* [EXERCISE AIM] Render every line of the records below as a Markdown table with a "Row" column for the row number and a "Line" column for the line, skipping blank lines. Leave the pictures out.
— Begin DATA LISTING —
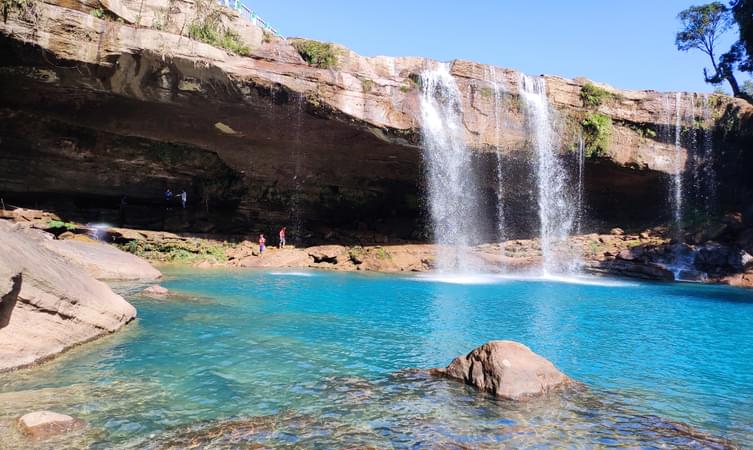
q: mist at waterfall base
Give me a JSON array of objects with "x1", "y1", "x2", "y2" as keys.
[
  {"x1": 420, "y1": 64, "x2": 583, "y2": 276},
  {"x1": 0, "y1": 268, "x2": 753, "y2": 449}
]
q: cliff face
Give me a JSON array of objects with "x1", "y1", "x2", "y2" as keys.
[{"x1": 0, "y1": 0, "x2": 751, "y2": 239}]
— End DATA LISTING —
* [COMPLETE OUTPUT]
| Row | Line |
|---|---|
| 1 | q: mist at waterfall base |
| 2 | Give me a JSON array of objects with "x1", "y1", "x2", "y2" as keys. |
| 3 | [ |
| 4 |   {"x1": 420, "y1": 64, "x2": 583, "y2": 276}, |
| 5 |   {"x1": 0, "y1": 268, "x2": 753, "y2": 449} |
| 6 | ] |
| 7 | q: cliff face |
| 8 | Give me a JSON array of objects with "x1", "y1", "x2", "y2" as keys. |
| 9 | [{"x1": 0, "y1": 0, "x2": 751, "y2": 239}] |